◆ **Yapılması gereken**:
BRICS üzerine aşağıdaki metni son cümlesinden sonra sürdürebilir misin?

───── Sunulan alıntı ─────

BRICS’in 22-24 Haziran Zirvesi 6 yeni üyenin, Mısır, Arjantin, Etiyopya, İran, Suudi Arabistan ve BAE’nin saflarına katılmasıyla sonuçlandı. Bilindiği gibi BRICS kısaltması 2001’de ABD yatırım bankası Goldman Sachs’tan ekonomist Jim O’Neill tarafından ekonomik potansiyelleri göz önüne alınarak yaratıldı. Küresel finansal krizin ertesinde kısaltmaya adlarını veren Brezilya, Rusya, Hindistan ve Çin fiilen toplandılar. Hemen 1 yıl sonra da Güney Afrika’yı Afrika kıtasını temsilen davet ettiler. Ancak daha 2003’te Brezilya, Güney Afrika ve Hindistan Dünya Ticaret Örgütü’nün fikri mülkiyet hakları gerekçesiyle AIDS’e karşı geliştirilen jenerik ilaçları men etmesi gündemiyle toplanmışlardı. Hindistan bu ilaçların başlıca üreticisi idi. Çin ve Rusya ise Soğuk Savaş’ın bitişi sonrası yeni ittifaklara zaten açıktılar. Diğer bir ifadeyle yeni bir örgütsel şemsiyenin objektif koşulları oluşmuştu. Böylelikle BRICS inisiyatifi ortaya çıkmış oldu.
Her ne kadar BRICS’i oluşturan ülkeler politik, ekonomik, ideolojik ciddi farklılıklar gösterse de, bu kadar yıl bir arada durmayı başardılar. Örneğin, Hindistan’da açık görüşlü, çelebi görünümlü Manmohan Singh’in yerine 2014’te Hindu milliyetçisi Narendra Modi’nin seçilmesi dahi ülkenin bu birlikteliğe sıcak bakmasına engel olmadı. BRICS üyeleri için mutlaka bir ortak payda aranacaksa; birincisi, her bir ülkenin dünyanın geleceğinde daha fazla rol sahibi olması gerektiğine, kendilerini parlak yıllar beklediğine inançlarıdır. İkincisi de, başta ABD, G-7 ülkelerinin dünya düzeninde fazlaca söz sahibi olmalarından, küresel güney üzerinde egemenlik kurmalarından duyulan rahatsızlıktır.

───── Veri kümesi içeriği ─────

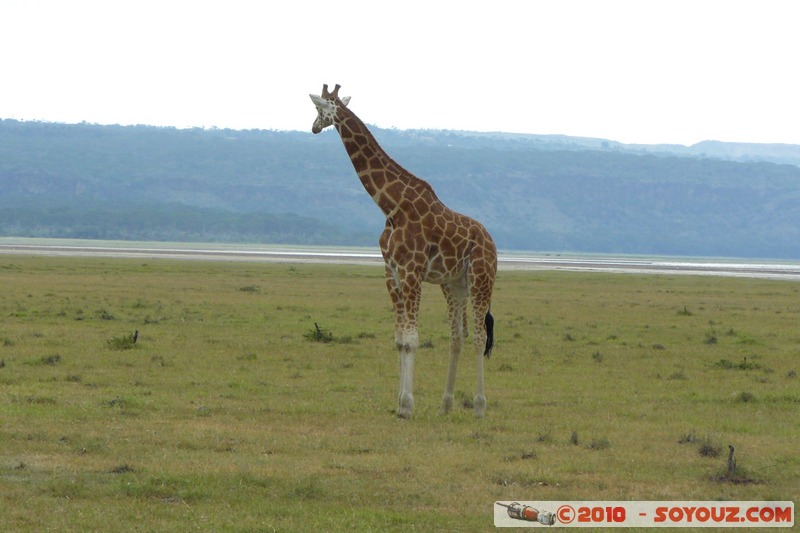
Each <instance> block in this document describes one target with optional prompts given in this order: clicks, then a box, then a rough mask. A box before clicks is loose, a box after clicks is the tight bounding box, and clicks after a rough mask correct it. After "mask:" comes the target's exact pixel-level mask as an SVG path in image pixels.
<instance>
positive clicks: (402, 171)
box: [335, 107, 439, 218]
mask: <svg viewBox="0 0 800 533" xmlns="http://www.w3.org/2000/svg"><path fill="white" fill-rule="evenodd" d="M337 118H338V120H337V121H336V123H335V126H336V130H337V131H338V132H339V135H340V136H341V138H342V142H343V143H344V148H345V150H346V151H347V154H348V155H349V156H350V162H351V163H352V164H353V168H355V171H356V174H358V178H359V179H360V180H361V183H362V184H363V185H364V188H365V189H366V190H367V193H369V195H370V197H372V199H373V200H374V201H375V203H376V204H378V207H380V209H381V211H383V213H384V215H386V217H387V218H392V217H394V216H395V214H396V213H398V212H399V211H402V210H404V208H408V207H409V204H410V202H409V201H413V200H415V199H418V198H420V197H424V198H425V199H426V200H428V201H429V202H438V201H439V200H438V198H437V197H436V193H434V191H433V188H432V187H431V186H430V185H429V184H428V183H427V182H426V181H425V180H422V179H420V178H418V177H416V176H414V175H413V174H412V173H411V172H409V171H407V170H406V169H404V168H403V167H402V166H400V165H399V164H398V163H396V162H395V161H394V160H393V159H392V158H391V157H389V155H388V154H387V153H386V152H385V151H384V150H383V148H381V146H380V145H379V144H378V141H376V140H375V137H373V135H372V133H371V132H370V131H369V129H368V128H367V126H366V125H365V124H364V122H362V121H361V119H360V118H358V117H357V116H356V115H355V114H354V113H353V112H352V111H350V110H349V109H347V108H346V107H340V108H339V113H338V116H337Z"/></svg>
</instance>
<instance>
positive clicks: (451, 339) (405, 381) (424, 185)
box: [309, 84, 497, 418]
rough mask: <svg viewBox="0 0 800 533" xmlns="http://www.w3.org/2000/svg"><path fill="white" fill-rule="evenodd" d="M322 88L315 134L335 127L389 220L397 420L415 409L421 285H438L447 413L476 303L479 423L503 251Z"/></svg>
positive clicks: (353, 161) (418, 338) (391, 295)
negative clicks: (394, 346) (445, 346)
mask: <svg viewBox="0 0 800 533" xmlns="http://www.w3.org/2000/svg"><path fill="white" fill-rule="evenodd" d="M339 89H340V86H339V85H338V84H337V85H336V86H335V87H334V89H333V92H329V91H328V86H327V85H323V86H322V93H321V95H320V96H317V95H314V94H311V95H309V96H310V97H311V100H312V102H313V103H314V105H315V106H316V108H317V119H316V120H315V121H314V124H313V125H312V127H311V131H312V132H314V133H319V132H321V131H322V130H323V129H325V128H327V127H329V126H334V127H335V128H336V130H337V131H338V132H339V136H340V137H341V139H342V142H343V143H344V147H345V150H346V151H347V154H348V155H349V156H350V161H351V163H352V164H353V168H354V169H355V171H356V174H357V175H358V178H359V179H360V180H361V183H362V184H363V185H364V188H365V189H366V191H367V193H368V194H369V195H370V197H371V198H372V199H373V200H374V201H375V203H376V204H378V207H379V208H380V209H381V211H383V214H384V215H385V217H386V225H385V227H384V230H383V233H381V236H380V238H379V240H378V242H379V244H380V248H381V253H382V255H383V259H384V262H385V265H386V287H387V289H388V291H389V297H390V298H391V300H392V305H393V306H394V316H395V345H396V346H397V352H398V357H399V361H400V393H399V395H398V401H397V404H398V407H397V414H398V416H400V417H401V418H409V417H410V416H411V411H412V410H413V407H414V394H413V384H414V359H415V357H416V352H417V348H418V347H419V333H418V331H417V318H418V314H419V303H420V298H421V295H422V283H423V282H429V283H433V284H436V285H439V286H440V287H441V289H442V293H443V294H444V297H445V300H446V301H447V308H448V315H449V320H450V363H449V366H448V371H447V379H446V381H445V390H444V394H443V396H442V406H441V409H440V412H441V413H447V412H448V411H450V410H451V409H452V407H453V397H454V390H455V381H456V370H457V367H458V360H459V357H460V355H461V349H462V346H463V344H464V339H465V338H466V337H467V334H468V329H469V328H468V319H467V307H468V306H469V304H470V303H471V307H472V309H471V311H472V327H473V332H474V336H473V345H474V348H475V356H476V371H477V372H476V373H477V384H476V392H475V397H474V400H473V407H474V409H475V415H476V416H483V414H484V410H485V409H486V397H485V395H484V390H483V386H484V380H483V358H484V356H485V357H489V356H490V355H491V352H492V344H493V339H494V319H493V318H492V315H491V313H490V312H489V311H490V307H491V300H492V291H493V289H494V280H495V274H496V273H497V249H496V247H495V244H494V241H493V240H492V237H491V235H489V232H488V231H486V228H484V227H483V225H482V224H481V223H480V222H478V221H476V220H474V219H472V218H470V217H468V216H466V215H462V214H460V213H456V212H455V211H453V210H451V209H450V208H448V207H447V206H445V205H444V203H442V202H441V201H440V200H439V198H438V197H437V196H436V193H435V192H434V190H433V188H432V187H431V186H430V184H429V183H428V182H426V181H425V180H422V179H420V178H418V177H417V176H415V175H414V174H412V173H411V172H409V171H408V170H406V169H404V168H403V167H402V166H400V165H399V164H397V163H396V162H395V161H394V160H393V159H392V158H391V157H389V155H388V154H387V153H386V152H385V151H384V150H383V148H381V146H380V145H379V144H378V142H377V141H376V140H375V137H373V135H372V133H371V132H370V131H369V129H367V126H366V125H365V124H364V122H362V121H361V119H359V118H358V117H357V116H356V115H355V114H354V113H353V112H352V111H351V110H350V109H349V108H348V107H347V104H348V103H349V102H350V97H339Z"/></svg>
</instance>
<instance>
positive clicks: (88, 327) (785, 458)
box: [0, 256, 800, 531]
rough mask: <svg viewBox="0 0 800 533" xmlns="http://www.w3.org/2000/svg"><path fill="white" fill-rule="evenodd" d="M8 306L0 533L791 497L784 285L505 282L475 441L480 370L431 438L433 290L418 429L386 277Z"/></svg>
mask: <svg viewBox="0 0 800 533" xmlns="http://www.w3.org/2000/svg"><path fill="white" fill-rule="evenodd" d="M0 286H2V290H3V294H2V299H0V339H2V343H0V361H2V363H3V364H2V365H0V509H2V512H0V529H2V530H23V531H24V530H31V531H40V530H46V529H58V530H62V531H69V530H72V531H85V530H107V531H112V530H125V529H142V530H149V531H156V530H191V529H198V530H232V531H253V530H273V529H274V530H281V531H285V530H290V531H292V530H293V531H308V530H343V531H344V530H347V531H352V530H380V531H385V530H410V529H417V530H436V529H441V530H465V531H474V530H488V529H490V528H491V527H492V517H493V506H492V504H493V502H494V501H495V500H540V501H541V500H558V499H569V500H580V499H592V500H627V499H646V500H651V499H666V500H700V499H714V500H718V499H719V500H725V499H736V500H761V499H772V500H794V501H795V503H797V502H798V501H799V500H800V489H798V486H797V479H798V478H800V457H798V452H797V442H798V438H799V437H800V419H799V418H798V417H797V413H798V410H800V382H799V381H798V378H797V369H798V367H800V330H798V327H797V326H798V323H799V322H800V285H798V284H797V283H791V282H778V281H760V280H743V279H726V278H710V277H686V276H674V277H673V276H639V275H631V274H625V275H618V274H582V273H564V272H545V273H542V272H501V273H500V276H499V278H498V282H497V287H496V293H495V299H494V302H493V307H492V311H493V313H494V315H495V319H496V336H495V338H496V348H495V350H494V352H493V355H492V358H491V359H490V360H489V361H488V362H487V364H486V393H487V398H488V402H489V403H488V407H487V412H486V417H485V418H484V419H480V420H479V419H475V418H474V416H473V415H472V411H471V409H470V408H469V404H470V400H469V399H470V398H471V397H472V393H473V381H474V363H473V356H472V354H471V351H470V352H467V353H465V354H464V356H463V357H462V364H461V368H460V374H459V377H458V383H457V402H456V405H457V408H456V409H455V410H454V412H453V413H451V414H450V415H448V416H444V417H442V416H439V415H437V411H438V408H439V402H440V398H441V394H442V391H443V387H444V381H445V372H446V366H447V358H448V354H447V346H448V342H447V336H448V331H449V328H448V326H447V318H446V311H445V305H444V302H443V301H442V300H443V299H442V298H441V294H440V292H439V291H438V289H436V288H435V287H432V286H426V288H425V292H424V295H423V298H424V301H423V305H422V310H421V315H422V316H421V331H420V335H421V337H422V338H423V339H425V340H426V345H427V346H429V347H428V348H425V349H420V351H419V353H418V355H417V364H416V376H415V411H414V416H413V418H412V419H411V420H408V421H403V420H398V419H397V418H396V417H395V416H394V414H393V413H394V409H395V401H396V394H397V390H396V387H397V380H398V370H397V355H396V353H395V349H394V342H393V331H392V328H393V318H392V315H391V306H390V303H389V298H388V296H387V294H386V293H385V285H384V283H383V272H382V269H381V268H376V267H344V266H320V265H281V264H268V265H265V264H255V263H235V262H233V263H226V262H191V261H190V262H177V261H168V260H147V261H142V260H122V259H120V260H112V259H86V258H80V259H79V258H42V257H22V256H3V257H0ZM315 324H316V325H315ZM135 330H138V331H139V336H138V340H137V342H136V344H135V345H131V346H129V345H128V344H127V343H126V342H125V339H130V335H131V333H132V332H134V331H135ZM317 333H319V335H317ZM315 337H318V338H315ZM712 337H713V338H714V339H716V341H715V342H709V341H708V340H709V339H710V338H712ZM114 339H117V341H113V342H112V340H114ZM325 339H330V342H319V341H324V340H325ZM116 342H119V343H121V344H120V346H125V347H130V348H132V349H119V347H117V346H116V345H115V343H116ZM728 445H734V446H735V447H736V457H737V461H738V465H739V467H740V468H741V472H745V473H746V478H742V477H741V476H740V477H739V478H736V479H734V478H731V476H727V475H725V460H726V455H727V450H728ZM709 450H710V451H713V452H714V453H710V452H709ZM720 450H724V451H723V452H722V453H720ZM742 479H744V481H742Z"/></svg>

─────

◆ **Sonuç aşağıda**:
BRICS’in yapısı
BRICS’te tüm kararlar uzlaşma yoluyla oybirliği ile alınıyor. ABD hegemonyasında şekillenen IMF ve Dünya Bankası(DB) gibi uluslararası finansal kuruluşların yönetim anlayışlarına tepki, güney ülkelerinin bu zeminlerde karar alma süreçlerinde etkisiz kalması BRICS’i kendi kurumsal yapılarını oluşturmaya yöneltti.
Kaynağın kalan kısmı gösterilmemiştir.